*TRY IT*: Extract everything from "Irish pubs have" down to "As in Ireland." in the article on Irish pubs below, copying it word for word.

*PROVIDED TEXT*:

···

When Irish Bars Are Smiling

Irish pubs have recently sprouted up all over the country. They do not signal a local yen for stout, but are the outcome of aggressive publicity and marketing

For a minute, you might forget where the Leon Bloom's pub is. If you try hard, you can even imagine that you were somewhere in Dublin. The Guinness is poured as it should be, slowly and in stages. The fish and chips are prepared just right. The furnishings are heavy dark wood, and the walls are lined with old-style posters of distilleries and breweries. A soccer match (on mute) is being shown on the TV screens that are spread about the pub, which is filled with the joyous din of groups of friends, most of them men. As in Ireland.

But the effort invested to make the pub look and feel like the real thing is immediately evident, in two conspicuous details: the servers' uniforms and the music. The waiters and waitresses wear identical uniforms emblazoned with the pub's logo in English, in an attempt to brand it as an authentic Irish pub. This is considered a quintessential sign of a tourist site or a chain based on a franchised formula; in other words, this is plainly not a local, family-owned, original pub. If one were to visit Ireland, this would be the sort of establishment you would not patronize.

···

*EXTRACTED ENTRIES*:
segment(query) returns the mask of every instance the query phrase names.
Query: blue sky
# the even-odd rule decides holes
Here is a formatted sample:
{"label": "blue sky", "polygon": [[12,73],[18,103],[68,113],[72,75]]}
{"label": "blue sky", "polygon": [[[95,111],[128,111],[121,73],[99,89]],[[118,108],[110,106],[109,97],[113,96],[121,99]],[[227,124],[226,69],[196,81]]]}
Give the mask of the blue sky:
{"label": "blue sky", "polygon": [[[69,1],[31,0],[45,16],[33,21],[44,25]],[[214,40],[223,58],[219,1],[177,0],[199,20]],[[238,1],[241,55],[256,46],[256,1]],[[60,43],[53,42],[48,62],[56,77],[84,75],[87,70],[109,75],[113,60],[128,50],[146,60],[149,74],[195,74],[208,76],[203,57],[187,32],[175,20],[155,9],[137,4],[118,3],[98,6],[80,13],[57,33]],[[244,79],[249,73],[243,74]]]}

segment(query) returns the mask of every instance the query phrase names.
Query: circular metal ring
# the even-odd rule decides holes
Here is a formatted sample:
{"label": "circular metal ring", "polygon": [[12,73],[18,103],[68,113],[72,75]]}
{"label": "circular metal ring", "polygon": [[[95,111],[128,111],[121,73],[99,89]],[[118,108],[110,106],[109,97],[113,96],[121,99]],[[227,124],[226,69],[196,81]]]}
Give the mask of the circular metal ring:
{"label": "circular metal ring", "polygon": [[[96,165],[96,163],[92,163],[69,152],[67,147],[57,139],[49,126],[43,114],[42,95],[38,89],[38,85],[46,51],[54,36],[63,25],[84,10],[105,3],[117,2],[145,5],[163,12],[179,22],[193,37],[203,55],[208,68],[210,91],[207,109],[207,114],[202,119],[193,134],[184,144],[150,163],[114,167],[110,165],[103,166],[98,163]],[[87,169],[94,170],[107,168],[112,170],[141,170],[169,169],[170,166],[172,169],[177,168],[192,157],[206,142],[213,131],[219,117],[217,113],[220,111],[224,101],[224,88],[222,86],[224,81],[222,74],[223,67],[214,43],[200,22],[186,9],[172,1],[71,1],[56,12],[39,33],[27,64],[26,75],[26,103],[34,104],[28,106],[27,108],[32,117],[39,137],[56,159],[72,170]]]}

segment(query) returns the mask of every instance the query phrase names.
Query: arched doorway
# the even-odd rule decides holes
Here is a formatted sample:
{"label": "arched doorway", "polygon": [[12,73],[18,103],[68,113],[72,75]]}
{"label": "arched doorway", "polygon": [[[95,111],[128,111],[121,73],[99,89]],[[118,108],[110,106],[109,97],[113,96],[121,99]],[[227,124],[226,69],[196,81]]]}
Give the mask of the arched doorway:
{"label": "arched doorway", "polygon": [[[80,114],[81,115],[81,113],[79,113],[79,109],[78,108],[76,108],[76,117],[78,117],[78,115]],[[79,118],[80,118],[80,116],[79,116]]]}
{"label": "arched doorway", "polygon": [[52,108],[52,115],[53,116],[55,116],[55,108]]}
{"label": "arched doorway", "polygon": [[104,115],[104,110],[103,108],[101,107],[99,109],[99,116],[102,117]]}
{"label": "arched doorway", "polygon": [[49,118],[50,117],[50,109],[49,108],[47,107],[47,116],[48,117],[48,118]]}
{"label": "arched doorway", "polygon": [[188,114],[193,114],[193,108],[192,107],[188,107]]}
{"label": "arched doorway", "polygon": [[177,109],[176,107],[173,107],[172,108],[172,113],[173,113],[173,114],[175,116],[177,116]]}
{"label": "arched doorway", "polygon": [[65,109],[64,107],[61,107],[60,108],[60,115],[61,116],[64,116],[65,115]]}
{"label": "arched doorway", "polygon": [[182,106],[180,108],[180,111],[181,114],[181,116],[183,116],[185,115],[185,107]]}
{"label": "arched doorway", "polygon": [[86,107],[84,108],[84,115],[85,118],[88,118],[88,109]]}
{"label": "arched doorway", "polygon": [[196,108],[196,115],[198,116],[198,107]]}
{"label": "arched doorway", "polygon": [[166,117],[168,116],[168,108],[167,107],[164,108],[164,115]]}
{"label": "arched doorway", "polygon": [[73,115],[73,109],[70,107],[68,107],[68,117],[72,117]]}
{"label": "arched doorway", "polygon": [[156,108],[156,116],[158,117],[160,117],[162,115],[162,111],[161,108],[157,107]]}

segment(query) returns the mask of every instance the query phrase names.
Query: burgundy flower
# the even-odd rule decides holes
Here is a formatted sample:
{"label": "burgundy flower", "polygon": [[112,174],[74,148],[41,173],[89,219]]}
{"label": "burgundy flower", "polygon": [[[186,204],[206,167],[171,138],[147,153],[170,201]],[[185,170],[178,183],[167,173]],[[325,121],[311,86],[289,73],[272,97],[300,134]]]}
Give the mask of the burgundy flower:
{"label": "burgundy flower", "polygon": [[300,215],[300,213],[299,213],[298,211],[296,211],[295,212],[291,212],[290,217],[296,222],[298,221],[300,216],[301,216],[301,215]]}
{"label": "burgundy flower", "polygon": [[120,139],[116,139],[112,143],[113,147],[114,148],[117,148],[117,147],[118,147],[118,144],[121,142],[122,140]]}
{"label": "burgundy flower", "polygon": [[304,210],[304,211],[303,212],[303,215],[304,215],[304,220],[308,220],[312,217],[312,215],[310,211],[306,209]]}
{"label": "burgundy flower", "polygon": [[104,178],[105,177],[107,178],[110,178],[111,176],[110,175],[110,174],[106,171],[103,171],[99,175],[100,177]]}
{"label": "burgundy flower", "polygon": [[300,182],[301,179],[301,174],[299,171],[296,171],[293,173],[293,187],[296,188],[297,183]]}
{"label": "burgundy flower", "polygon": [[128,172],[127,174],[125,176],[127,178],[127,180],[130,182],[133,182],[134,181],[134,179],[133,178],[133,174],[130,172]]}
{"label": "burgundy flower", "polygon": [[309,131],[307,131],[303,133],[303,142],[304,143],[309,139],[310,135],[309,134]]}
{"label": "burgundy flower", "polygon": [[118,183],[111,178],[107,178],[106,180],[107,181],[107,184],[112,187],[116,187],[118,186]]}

···

*FINAL ANSWER*:
Irish pubs have recently sprouted up all over the country. They do not signal a local yen for stout, but are the outcome of aggressive publicity and marketing

For a minute, you might forget where the Leon Bloom's pub is. If you try hard, you can even imagine that you were somewhere in Dublin. The Guinness is poured as it should be, slowly and in stages. The fish and chips are prepared just right. The furnishings are heavy dark wood, and the walls are lined with old-style posters of distilleries and breweries. A soccer match (on mute) is being shown on the TV screens that are spread about the pub, which is filled with the joyous din of groups of friends, most of them men. As in Ireland.